- **Task brief**:
Reproduce the records below, starting at their beginning and ending at the line that contains "141 67 L 102", including both ends. Leave the pictures out of your answer.

Records from an annotation dataset:

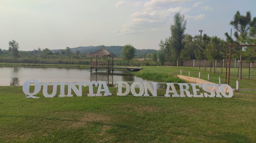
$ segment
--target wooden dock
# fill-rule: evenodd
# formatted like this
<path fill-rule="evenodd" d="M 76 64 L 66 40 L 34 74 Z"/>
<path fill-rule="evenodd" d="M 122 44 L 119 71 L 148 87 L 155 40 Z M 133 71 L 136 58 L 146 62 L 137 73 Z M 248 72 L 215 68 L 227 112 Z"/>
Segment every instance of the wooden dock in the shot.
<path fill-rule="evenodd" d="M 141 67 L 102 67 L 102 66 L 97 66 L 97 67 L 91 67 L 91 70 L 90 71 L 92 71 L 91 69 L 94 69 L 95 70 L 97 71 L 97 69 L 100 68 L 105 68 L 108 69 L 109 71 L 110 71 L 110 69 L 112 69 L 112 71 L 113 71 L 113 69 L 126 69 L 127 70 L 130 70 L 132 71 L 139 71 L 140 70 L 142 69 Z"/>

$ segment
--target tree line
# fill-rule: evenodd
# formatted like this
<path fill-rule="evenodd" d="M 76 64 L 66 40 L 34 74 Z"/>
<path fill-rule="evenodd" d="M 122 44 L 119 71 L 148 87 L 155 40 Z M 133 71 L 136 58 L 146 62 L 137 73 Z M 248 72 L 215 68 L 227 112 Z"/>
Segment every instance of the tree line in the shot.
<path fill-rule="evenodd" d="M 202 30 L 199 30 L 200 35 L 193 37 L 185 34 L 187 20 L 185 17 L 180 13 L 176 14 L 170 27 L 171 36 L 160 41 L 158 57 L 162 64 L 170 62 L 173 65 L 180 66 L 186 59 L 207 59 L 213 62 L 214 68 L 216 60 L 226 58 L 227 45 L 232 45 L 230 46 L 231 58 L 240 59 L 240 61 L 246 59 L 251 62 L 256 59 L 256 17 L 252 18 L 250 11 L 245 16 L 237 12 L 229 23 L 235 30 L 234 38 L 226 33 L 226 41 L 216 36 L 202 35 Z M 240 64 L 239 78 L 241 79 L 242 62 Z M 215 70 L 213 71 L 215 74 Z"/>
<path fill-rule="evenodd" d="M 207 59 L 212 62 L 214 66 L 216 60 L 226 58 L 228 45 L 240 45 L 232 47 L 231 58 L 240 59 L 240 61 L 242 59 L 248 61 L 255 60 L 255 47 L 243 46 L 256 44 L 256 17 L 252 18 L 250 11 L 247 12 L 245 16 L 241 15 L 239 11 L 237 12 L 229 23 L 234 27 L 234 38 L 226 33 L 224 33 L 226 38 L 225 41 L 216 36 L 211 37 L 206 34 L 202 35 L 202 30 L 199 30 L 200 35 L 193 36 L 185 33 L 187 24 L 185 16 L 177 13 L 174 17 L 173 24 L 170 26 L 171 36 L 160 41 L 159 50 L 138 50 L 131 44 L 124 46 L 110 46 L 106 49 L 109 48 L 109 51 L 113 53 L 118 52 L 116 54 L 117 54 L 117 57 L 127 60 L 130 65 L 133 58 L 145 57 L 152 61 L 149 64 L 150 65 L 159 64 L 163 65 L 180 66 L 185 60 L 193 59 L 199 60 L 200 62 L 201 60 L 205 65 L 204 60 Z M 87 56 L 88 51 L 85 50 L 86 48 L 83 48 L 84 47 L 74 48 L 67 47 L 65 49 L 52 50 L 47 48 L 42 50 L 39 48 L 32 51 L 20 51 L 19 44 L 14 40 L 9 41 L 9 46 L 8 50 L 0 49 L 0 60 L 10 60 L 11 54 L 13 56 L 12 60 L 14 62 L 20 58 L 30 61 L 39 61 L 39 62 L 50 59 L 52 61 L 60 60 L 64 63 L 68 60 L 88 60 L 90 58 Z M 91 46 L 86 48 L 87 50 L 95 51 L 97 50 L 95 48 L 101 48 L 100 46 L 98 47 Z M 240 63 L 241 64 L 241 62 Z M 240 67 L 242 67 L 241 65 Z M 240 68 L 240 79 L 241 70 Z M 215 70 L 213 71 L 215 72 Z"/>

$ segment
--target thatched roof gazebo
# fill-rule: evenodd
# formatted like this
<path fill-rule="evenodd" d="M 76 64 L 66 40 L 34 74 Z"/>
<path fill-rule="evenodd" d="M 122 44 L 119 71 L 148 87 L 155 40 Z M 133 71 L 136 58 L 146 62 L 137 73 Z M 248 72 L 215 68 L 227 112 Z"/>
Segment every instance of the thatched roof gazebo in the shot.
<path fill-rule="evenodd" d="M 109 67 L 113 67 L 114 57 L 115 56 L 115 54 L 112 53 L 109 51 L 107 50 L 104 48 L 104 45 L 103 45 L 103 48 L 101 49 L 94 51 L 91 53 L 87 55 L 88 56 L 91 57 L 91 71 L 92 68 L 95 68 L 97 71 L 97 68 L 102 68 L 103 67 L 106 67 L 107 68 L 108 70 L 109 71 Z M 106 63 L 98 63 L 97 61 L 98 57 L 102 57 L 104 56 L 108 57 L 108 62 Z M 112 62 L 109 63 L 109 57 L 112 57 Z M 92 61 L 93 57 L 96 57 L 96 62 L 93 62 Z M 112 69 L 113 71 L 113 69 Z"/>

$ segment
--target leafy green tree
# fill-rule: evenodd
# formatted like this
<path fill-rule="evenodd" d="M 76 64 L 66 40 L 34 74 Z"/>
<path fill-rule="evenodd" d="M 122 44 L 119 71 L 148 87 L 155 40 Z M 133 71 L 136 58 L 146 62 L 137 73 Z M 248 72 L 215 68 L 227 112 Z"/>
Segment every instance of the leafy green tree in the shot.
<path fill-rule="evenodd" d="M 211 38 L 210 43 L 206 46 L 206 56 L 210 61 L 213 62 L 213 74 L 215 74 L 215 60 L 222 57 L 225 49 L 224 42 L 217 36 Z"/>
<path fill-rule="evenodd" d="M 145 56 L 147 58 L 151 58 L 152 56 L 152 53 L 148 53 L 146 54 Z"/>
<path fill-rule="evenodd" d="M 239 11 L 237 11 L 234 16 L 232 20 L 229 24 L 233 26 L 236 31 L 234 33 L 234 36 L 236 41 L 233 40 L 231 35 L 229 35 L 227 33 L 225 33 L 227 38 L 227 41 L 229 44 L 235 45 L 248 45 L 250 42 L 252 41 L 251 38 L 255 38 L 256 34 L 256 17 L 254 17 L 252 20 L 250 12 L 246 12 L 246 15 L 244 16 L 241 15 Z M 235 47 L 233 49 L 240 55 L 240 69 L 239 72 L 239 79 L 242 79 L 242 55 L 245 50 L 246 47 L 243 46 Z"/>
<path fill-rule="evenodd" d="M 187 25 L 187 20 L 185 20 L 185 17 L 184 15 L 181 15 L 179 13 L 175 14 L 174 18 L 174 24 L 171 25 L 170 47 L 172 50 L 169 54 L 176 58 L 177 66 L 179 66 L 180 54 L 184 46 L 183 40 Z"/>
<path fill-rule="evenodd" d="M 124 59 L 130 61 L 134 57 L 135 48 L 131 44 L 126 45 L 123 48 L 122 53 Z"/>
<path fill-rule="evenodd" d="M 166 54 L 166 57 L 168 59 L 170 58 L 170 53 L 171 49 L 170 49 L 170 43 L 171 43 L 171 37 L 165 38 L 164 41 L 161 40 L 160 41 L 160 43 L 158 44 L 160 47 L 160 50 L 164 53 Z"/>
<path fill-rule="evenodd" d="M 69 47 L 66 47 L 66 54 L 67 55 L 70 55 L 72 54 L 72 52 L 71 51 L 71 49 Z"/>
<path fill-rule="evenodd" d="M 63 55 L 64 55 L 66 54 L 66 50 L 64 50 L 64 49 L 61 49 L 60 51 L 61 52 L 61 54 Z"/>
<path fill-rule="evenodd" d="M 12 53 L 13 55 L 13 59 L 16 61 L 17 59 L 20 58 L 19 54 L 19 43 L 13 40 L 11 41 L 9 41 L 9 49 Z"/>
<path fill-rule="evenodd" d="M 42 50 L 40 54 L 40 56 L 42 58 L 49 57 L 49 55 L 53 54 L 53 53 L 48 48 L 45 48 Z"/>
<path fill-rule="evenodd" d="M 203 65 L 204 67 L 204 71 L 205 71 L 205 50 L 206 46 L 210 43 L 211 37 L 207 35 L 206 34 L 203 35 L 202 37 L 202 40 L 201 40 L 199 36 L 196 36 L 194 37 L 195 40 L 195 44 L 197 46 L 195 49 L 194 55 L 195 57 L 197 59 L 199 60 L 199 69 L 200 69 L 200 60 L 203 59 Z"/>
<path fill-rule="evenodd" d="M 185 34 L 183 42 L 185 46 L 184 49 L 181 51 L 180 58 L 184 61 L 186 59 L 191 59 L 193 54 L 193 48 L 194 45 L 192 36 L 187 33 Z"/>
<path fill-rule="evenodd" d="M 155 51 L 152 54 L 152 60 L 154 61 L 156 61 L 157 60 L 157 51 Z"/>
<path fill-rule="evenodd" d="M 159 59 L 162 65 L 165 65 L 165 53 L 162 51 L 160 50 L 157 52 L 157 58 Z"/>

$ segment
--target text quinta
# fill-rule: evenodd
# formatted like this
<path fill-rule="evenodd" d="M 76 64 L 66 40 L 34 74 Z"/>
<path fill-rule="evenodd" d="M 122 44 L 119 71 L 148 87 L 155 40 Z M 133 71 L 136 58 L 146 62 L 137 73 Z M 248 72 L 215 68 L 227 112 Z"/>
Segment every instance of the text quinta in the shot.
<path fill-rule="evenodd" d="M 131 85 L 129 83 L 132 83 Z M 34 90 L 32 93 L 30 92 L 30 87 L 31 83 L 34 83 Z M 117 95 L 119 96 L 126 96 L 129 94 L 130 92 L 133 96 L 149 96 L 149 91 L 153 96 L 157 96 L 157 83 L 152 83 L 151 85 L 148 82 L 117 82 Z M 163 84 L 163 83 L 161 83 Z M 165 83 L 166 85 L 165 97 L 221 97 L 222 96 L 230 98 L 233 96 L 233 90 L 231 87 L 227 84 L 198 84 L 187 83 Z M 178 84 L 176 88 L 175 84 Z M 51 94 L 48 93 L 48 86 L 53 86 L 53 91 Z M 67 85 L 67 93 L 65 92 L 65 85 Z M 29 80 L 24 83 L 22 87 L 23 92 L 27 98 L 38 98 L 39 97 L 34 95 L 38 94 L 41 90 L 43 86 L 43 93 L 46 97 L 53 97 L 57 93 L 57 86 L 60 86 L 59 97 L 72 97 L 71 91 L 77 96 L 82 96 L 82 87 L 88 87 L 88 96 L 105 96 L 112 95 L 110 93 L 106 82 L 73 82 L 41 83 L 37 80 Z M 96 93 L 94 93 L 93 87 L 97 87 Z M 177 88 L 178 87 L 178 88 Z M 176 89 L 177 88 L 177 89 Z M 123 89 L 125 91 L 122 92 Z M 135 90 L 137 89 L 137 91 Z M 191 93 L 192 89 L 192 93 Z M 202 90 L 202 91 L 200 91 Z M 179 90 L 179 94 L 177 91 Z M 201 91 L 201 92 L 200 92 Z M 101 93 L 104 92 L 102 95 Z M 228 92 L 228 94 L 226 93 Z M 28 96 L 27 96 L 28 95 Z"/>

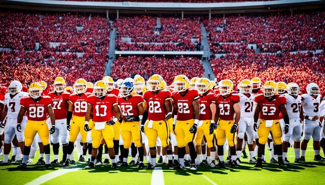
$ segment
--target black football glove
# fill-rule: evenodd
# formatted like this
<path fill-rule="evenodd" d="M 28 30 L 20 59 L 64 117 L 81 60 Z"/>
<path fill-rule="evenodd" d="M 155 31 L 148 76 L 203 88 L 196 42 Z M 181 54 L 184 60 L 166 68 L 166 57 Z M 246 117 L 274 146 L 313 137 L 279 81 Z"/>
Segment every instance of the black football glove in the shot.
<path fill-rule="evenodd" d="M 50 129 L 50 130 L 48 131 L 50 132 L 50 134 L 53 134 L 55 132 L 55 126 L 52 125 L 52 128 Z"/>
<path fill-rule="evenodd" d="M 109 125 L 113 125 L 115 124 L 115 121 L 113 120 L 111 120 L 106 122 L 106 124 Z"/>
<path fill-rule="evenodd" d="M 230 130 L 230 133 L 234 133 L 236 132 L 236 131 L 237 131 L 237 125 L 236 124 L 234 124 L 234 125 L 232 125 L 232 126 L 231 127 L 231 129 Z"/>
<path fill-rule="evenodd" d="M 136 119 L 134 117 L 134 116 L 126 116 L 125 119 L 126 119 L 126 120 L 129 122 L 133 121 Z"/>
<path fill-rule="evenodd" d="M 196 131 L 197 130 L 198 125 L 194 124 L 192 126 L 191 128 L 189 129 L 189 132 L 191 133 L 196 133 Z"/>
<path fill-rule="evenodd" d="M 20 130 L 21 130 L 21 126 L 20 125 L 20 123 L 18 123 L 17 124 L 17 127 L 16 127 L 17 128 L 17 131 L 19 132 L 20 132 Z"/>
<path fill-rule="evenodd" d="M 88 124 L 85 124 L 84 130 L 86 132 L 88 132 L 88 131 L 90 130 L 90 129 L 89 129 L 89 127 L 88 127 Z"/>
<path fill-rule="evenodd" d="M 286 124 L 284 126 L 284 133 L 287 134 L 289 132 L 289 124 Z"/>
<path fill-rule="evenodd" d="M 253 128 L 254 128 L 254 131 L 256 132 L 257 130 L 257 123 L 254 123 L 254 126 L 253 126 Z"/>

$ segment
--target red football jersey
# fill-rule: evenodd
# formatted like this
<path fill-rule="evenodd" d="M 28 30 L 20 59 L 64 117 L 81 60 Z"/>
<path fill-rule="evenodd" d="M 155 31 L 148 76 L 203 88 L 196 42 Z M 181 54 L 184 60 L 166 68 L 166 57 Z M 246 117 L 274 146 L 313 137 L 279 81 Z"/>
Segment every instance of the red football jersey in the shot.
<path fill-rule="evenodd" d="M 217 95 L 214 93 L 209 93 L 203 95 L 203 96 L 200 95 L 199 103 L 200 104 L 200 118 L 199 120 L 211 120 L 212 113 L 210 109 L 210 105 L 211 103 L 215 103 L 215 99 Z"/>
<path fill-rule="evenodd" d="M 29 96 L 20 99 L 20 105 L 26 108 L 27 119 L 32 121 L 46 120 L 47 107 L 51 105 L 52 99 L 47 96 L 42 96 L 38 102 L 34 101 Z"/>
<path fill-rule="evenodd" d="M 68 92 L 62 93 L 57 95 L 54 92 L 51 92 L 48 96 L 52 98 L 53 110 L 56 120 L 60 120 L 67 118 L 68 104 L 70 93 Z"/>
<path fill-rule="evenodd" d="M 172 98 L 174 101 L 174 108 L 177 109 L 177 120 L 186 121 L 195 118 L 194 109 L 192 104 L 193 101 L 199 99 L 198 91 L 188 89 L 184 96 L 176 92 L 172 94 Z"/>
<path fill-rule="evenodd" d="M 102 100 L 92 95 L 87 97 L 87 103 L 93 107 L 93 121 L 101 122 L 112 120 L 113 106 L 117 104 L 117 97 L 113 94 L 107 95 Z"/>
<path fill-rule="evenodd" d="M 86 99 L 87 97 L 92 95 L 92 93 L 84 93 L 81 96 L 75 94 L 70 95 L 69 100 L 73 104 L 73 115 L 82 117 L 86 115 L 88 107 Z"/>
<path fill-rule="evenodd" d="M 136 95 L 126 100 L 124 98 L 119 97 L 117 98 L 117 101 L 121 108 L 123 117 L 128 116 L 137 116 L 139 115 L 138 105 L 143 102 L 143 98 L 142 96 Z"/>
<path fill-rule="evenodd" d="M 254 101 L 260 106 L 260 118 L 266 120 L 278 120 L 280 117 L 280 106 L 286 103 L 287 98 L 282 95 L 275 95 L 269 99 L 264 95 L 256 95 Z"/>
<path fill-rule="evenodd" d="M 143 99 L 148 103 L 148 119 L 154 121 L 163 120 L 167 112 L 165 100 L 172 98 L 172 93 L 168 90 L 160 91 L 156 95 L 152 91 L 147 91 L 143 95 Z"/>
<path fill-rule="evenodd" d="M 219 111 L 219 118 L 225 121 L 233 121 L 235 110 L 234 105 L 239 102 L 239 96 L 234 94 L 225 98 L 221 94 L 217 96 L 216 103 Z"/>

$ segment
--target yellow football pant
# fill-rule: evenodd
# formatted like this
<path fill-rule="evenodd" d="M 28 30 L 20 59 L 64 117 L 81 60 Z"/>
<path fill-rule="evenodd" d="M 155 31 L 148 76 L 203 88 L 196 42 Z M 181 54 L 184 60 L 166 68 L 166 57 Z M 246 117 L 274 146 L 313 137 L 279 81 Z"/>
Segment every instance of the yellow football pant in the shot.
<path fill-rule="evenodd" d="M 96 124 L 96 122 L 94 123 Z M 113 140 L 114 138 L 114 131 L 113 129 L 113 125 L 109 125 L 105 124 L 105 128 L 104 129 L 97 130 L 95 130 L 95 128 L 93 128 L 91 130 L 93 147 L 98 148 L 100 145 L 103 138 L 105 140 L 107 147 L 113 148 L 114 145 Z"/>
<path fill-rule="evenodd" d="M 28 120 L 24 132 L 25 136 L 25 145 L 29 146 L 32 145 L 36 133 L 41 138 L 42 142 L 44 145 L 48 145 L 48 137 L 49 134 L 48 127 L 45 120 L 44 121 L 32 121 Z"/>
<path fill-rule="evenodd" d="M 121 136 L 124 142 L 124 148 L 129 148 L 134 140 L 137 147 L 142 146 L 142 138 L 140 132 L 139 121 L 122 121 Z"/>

- **Reply**:
$ segment
--target wooden dock
# fill-rule: evenodd
# formatted like this
<path fill-rule="evenodd" d="M 76 64 L 66 40 L 34 74 Z"/>
<path fill-rule="evenodd" d="M 122 44 L 119 71 L 148 87 L 155 40 Z M 133 71 L 136 58 L 146 62 L 137 73 Z M 248 72 L 215 68 L 227 112 Z"/>
Segment every instance of the wooden dock in the shot.
<path fill-rule="evenodd" d="M 141 67 L 102 67 L 102 66 L 97 66 L 97 67 L 91 67 L 91 70 L 90 71 L 92 71 L 91 69 L 94 69 L 95 70 L 97 71 L 97 69 L 100 68 L 105 68 L 108 69 L 109 71 L 110 71 L 110 69 L 112 69 L 112 71 L 113 71 L 113 69 L 126 69 L 127 70 L 130 70 L 132 71 L 139 71 L 140 70 L 142 69 Z"/>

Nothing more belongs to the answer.